:: TEKS TAMPILAN ::
Arca sepasang naga yang dibuat dalam posisi tubuh melilit tiang ruang utama Kelenteng Boen Hay Bio ini dibuat dengan detail dan komposisi warna yang cukup baik, meski kurang didukung dengan ornamen gantung pada langit-langit ruang.



Sebuah bedug atau tambur berukuran cukup besar juga saya lihat di Kelenteng Boen Hay Bio. Namun belum pernah saya temukan tambur yang dihiasi ornamen indah di semua kelenteng yang pernah saya kunjungi. Genta juga ada di kelenteng ini.



Tambur lainnya lagi yang berukuran lebih kecil diletakkan di teras samping kelenteng, dan tampaknya merupakan bagian dari perlengkapan pengiring pertunjukan Barongsay.



Di salah satu bagian ruangan ada altar Dewa Kwe Sen Ong atau Kwee Sen Ong (Kong Tek Cun Ong). Kwe Sen Ong merupakan dewa leluhur suku Fujian, khususnya daerah Nan An, dan sangat populer di kalangan penduduk China maupun perantauan. Hari lahirnya diperingati pada 22 bulan 8 Imlek, dan wafatnya pada 22 bulan 2 Imlek. Kwee Sen Ong melambangkan anak yang berbakti kepada kedua orang tuanya, dan karena bakti dan kesuciannya itu, ia menjadi dewa pada usia 16 tahun.



Altar ke-7 untuk bersembahyang bagi Ciu Thian Sian Nie, Maha Dewa Thay Sang Lauw Chin (Tai Shang Lao Jun), dan Erl Lang Sen. Maha Dewa Thay Sang Lauw Chin merupakan dewa tertinggi dalam ajaran TAO. Hari besarnya diperingati pada 15 bulan 5 Imlek. Thay Sang Lauw Chin turun tiga kali ke bumi, yaitu sebagai Ban Ku Shi, Huang Ti, dan ketiga sebagai Lao Zi.



Altar Dewa Thay Sui di Kelenteng Boen Hay Bio. Thay Sui adalah dewa yang menguasai perputaran waktu. Pemujaan Thay Sui konon dimulai masa Dinasti Yuan (1280-1368). Sembahyang kepada Dewa Thay Sui biasanya dilakukan ketika suatu pekerjaan besar dan penting akan dikerjakan.



Selain rupang para dewa yang kebanyakan digambarkan dalam posisi duduk bersila, di meja ini juga ada miniatur stupa dan miniatur candi. Sebagian lagi dibuat dalam posisi berdiri, duduk di atas kursi, dan ada pula rupang Buddha Tidur.

:: KETENTUAN TUGAS A ::
Pilih setiap baris entri yang memuat kata "like", dengan huruf besar dan kecil dibedakan.
Teks di atas dan entri di halaman ini diambil dari sumber yang berbeda.

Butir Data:
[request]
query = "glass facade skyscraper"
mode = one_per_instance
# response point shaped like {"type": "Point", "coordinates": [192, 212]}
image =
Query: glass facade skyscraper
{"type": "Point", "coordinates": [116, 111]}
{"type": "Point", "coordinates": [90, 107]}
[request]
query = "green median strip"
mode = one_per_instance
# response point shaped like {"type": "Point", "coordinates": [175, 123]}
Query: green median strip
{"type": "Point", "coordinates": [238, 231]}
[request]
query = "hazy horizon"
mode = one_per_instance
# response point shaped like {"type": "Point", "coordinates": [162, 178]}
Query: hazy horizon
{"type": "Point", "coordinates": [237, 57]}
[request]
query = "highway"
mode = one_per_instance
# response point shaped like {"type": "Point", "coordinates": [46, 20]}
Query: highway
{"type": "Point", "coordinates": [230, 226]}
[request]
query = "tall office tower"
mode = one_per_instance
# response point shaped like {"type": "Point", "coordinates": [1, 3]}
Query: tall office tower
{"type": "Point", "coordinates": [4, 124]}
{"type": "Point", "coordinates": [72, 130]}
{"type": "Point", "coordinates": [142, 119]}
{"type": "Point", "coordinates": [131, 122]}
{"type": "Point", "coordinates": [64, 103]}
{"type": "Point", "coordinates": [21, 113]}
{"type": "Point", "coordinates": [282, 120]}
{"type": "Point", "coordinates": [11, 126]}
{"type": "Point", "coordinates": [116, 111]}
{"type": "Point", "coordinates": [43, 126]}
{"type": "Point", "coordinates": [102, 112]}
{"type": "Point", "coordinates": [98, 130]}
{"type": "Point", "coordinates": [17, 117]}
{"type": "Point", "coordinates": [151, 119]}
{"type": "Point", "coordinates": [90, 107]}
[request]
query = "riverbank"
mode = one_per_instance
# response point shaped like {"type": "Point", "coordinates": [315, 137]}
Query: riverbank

:: KETENTUAN TUGAS B ::
Dalam teks tentang Kelenteng Boen Hay Bio, apa yang dikuasai oleh Dewa Thay Sui?

:: HASIL JAWABAN A ::
# response point shaped like {"type": "Point", "coordinates": [192, 212]}
# response point shaped like {"type": "Point", "coordinates": [175, 123]}
# response point shaped like {"type": "Point", "coordinates": [162, 178]}
# response point shaped like {"type": "Point", "coordinates": [46, 20]}
# response point shaped like {"type": "Point", "coordinates": [1, 3]}
# response point shaped like {"type": "Point", "coordinates": [315, 137]}

:: HASIL JAWABAN B ::
Perputaran waktu.